WHAT THE TASK ASKS | Begin at the line that contains "Target: red planter box" and repeat every line from there to the end of the records below, inclusive, without adding any other line.

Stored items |
'''

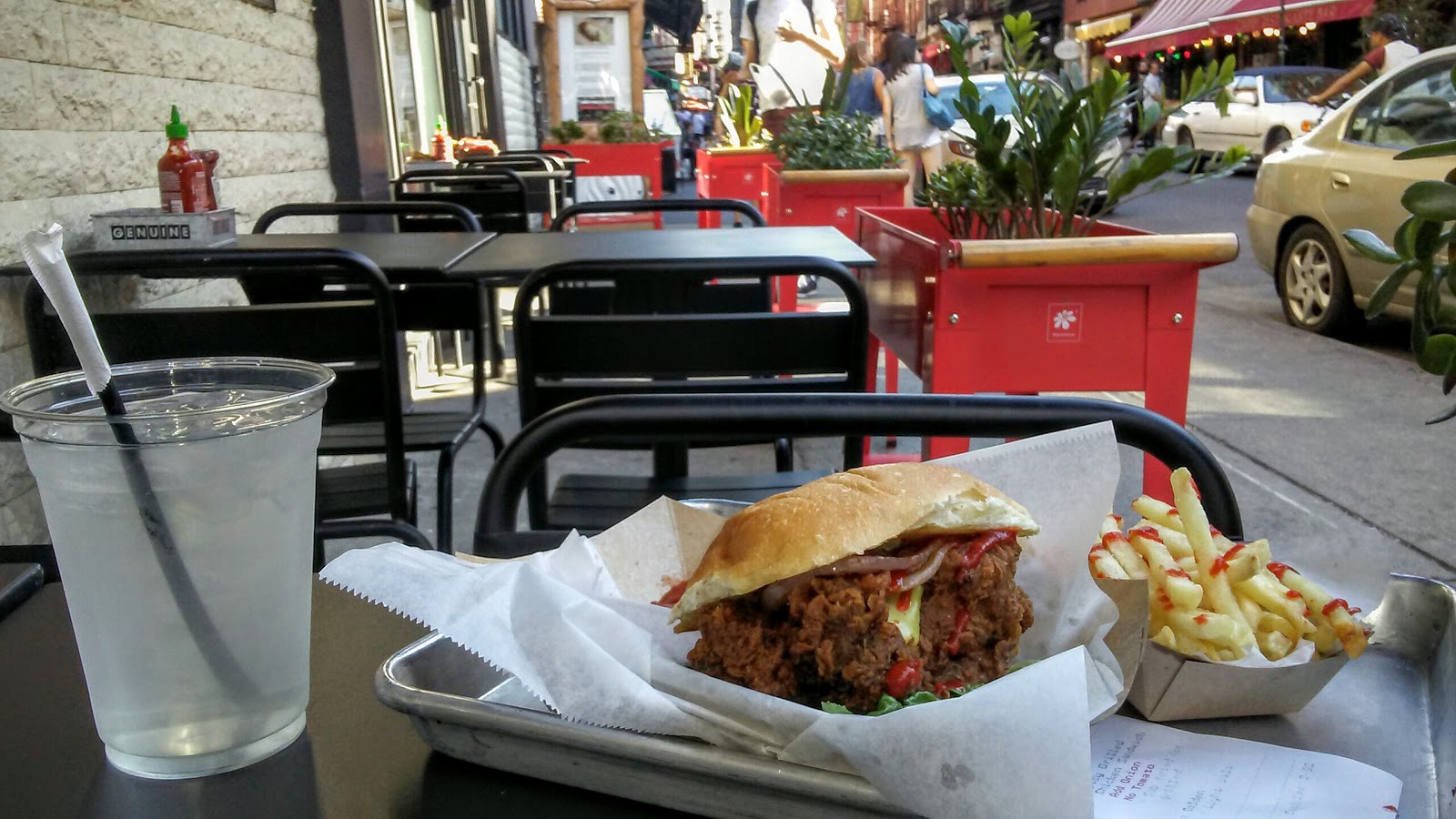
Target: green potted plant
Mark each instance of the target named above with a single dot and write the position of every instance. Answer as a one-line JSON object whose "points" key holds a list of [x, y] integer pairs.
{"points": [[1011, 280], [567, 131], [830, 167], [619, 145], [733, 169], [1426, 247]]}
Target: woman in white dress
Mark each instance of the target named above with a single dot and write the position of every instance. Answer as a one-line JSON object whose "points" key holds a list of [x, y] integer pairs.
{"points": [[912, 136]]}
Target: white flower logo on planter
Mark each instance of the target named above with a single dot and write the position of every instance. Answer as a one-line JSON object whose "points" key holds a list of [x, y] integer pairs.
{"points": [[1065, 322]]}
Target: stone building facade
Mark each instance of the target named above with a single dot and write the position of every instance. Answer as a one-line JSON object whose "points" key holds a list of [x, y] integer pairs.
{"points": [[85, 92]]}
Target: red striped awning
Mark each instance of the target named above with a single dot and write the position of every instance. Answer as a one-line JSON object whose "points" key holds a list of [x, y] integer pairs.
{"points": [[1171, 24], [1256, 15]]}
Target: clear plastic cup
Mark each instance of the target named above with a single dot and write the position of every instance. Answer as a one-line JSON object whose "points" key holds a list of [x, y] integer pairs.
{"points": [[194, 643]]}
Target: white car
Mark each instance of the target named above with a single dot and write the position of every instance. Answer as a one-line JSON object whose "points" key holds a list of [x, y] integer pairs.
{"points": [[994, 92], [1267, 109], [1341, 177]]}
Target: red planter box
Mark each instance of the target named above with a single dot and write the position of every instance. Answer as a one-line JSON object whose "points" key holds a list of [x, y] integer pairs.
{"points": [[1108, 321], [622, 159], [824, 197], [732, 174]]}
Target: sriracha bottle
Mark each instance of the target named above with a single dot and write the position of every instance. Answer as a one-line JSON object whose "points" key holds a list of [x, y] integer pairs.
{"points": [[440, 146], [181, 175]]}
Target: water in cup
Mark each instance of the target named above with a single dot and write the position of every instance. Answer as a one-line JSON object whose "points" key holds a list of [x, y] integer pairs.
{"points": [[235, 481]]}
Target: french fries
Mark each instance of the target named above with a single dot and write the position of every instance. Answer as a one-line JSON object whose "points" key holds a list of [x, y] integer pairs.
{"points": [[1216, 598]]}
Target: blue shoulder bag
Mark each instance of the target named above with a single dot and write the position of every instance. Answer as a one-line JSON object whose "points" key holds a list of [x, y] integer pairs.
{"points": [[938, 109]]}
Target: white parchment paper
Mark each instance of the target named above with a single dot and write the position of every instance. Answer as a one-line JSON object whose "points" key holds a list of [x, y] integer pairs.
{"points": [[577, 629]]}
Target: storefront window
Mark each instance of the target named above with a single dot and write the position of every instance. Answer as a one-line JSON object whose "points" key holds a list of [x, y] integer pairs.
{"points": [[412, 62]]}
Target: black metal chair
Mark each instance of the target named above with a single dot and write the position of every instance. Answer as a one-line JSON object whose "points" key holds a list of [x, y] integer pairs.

'''

THE REPLY |
Target: red planter box
Mark each instance of the target named above with a single dot and write the position of every instance. Answer as a one-line JSON object whose "points" key holds a list of [x, y] integer pairs.
{"points": [[1108, 321], [622, 159], [824, 197], [732, 174]]}
Target: sriracha bottle
Mark each instance of the target named above with a single dot and write the position of every instance. Answer as a one-line JSON object whose "points" key holds a list of [x, y] integer pairs.
{"points": [[440, 146], [181, 175]]}
Target: water in cup
Mark each instance of the target named above with a single dot and write the position of every instance. Answer as a one-line JSON object whose "points" key holds a list of [x, y] integer pairs.
{"points": [[235, 481]]}
Target: french fries
Mark each instance of the target named above with a single dot and write the position of every instance. Answer as a one-line JSON object whose "points" key holds a list of [x, y] integer pairs.
{"points": [[1216, 598]]}
Target: blue shoulder bag
Mark each instance of the target named above with a single dot and write the position of every instance. Answer as a one-line JSON object whose "points" key holds a list of [x, y] integer pairs.
{"points": [[938, 109]]}
Target: white parchment paper
Mark each instance of the target named above with a single dot and write the position of every instance. Answer as a one-line JSON object whose "points" key holds a list of [x, y] integer pairs.
{"points": [[577, 629]]}
Target: storefront window
Mark each instance of the target named above with a single dot and write the position of every instance. Answer as a one-line JSON object whose "points" key holds a list of [x, y] integer pairs.
{"points": [[412, 62]]}
Target: black metal chair
Mark each instance of the target named above with a single dot and write the position of every instance. Answer as a one-line JSON object whose "points" key holds a list of [x, y] integer pairs.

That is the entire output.